Resume the text on rollup batch submission after its final sentence and carry it forward.

Text excerpt:
++++++++
These compression tricks are key to the scalability of rollups;
without them, rollups would be perhaps only a ~10x improvement on the
scalability of the base chain (though there are some specific
computation-heavy applications where even simple rollups are powerful),
whereas with compression tricks the scaling factor can go over 100x for
almost all applications.
Who can submit a batch?
There are a number of schools of thought for who can submit a batch
in an optimistic or ZK rollup. Generally, everyone agrees that in order
to be able to submit a batch, a user must put down a large deposit; if
that user ever submits a fraudulent batch (eg. with an invalid state
root), that deposit would be part burned and part given as a reward to
the fraud prover. But beyond that, there are many possibilities:
- Total anarchy: anyone can submit a batch at any
time. This is the simplest approach, but it has some important
drawbacks. Particularly, there is a risk that multiple participants will
generate and attempt to submit batches in parallel, and only one of
those batches can be successfully included. This leads to a large amount
of wasted effort in generating proofs and/or wasted gas in publishing
batches to chain.
- Centralized sequencer: there is a single actor, the
sequencer, who can submit batches (with an exception
for withdrawals: the usual technique is that a user can first submit a
withdrawal request, and then if the sequencer does not process that
withdrawal in the next batch, then the user can submit a
single-operation batch themselves). This is the most "efficient", but it
is reliant on a central actor for liveness.
- Sequencer auction: an auction is held (eg. every
day) to determine who has the right to be the sequencer for the next
day. This technique has the advantage that it raises funds which could
be distributed by eg. a DAO controlled by the rollup (see: MEV
auctions)
- Random selection from PoS set: anyone can deposit
ETH (or perhaps the rollup's own protocol token) into the rollup
contract, and the sequencer of each batch is randomly selected from one
of the depositors, with the probability of being selected being
proportional to the amount deposited. The main drawback of this
technique is that it leads to large amounts of needless capital
lockup.
- DPoS voting: there is a single sequencer selected
with an auction but if they perform poorly token holders can vote to
kick them out and hold a new auction to replace them.
Split batching and
state root provision
Some of the rollups being currently developed are using a "split
batch" paradigm, where the action of submitting a batch of layer-2
transactions and the action of submitting a state root are done
separately. This has some key advantages:
- You can allow many sequencers in parallel to publish batches in
order to improve censorship resistance, without worrying that some
batches will be invalid because some other batch got included
first.
++++++++
Raw data:
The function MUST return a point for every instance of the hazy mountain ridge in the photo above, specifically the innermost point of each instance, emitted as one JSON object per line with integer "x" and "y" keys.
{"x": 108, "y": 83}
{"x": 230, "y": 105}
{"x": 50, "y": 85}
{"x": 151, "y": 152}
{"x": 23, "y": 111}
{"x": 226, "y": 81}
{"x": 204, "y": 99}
++++++++
Written response:
- If a state root is fraudulent, you don't need to revert the entire
batch; you can revert just the state root, and wait for someone to
provide a new state root for the same batch. This gives transaction
senders a better guarantee that their transactions will not be
reverted.
So all in all, there is a fairly complex zoo of techniques that are
trying to balance between complicated tradeoffs involving efficiency,
simplicity, censorship resistance and other goals. It's still too early
to say which combination of these ideas works best; time will tell.
How much scaling do
rollups give you?
On the existing Ethereum chain, the gas limit is 12.5 million, and
each byte of data in a transaction costs 16 gas. This means that if a
block contains nothing but a single batch (we'll say a ZK rollup is
used, spending 500k gas on proof verification), that batch can have (12
million / 16) = 750,000 bytes of data. As shown above, a rollup for ETH
transfers requires only 12 bytes per user operation, meaning that the
batch can contain up to 62,500 transactions. At an average block time of
13 seconds, this
translates to ~4807 TPS (compared to 12.5 million / 21000 / 13 ~= 45 TPS
for ETH transfers directly on Ethereum itself).
Here's a chart for some other example use cases:
ETH transfer |
12 |
21,000 |
105x |
ERC20 transfer |
16 (4 more bytes to specify which token) |
~50,000 |
187x |
Uniswap trade |
~14 (4 bytes sender + 4 bytes recipient + 3 bytes
value + 1 byte max price + 1 byte misc) |
~100,000 |
428x |
Privacy-preserving withdrawal (Optimistic rollup) |
296 (4 bytes index of root + 32 bytes nullifier + 4
bytes recipient + 256 bytes ZK-SNARK proof) |
~380,000 |
77x |
Privacy-preserving withdrawal (ZK rollup) |
40 (4 bytes index of root + 32 bytes nullifier + 4
bytes recipient) |
~380,000 |
570x |
Max scalability gain is calculated as (L1 gas cost) /
(bytes in rollup * 16) * 12 million / 12.5 million.
Now, it is worth keeping in mind that these figures are overly
optimistic for a few reasons. Most importantly, a block would almost
never just contain one batch, at the very least because there are and
will be multiple rollups. Second, deposits and withdrawals will continue
to exist. Third, in the short term usage will be low, and so
fixed costs will dominate. But even with these factors taken into
account, scalability gains of over 100x are expected to be the norm.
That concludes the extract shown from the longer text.